French Foreign Minister Bernard Kouchner, presiding over a special Security Council meeting on the Gaza crisis, called for an immediate cease-fire that would also ensure an end to Palestinian rocket attacks against southern Israel and the smuggling of weapons from Egypt into Gaza for Hamas militants.

He said France expected Israel's response today to a cease-fire proposal announced by Egyptian President Hosni Mubarak after a meeting with French President Nicolas Sarkozy, and "we harbor hope that it will be a positive one," Kouchner said.

Israel's UN envoy said late last evening that the Israelis were taking Egypt's proposal for a cease-fire in Gaza "very seriously" but left open whether or not Israel would accept it.

"I am sure that it will be considered and you will find out whether it was accepted," Israeli Ambassador Gabriela Shalev told reporters. "But we take it very, very seriously."

In the Gaza Strip, a Palestinian official said Hamas leaders, who want an end to Israel's blockade of the coastal enclave, had been briefed in Egypt on the proposals by Mubarak and were debating them internally.

The Mubarak announcement received explicit backing from Palestinian President Mahmoud Abbas and US Secretary of State Condoleezza Rice.

Rice told the Security Council meeting that the United States understood the growing desire for a cease-fire. "In this regard, we are pleased by, and wish to commend, the statement of the president of Egypt and to follow up on that initiative," she said.

But Rice added that any solution must address Israel's security.

*WHAT YOU WILL DO*
A – Answer these questions from the Gaza cease-fire report:
(i) Who presided over the special Security Council meeting?
(ii) Who was Israel's ambassador quoted speaking to reporters?
(iii) Which two officials explicitly backed the Mubarak announcement?
B – Does each statement agree with the Gaza cease-fire report? Answer yes or no and quote the words that decide it.
(i) Israel's UN envoy said Israel would accept Egypt's proposal.
(ii) Hamas leaders were briefed in Egypt on the proposals.
(iii) Rice said any solution had to address Israel's security.
C – Repeat word for word the passage of the Gaza cease-fire report starting at "In the Gaza" and ending at "debating them internally.".
The data has nothing to do with the news report above.

*DATASET EXTRACT*
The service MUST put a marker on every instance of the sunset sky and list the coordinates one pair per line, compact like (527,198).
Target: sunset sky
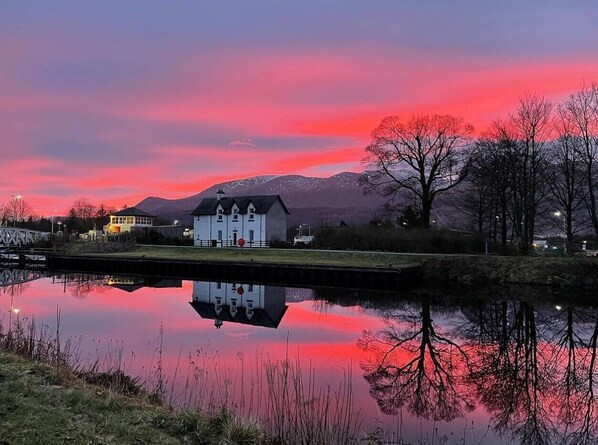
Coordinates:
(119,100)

*EXPECTED RESPONSES*
A –
(i) French Foreign Minister Bernard Kouchner
(ii) Gabriela Shalev
(iii) Palestinian President Mahmoud Abbas and US Secretary of State Condoleezza Rice

B –
(i) No: "left open whether or not Israel would accept it"
(ii) Yes: "had been briefed in Egypt on the proposals by Mubarak"
(iii) Yes: "any solution must address Israel's security"

C –
In the Gaza Strip, a Palestinian official said Hamas leaders, who want an end to Israel's blockade of the coastal enclave, had been briefed in Egypt on the proposals by Mubarak and were debating them internally.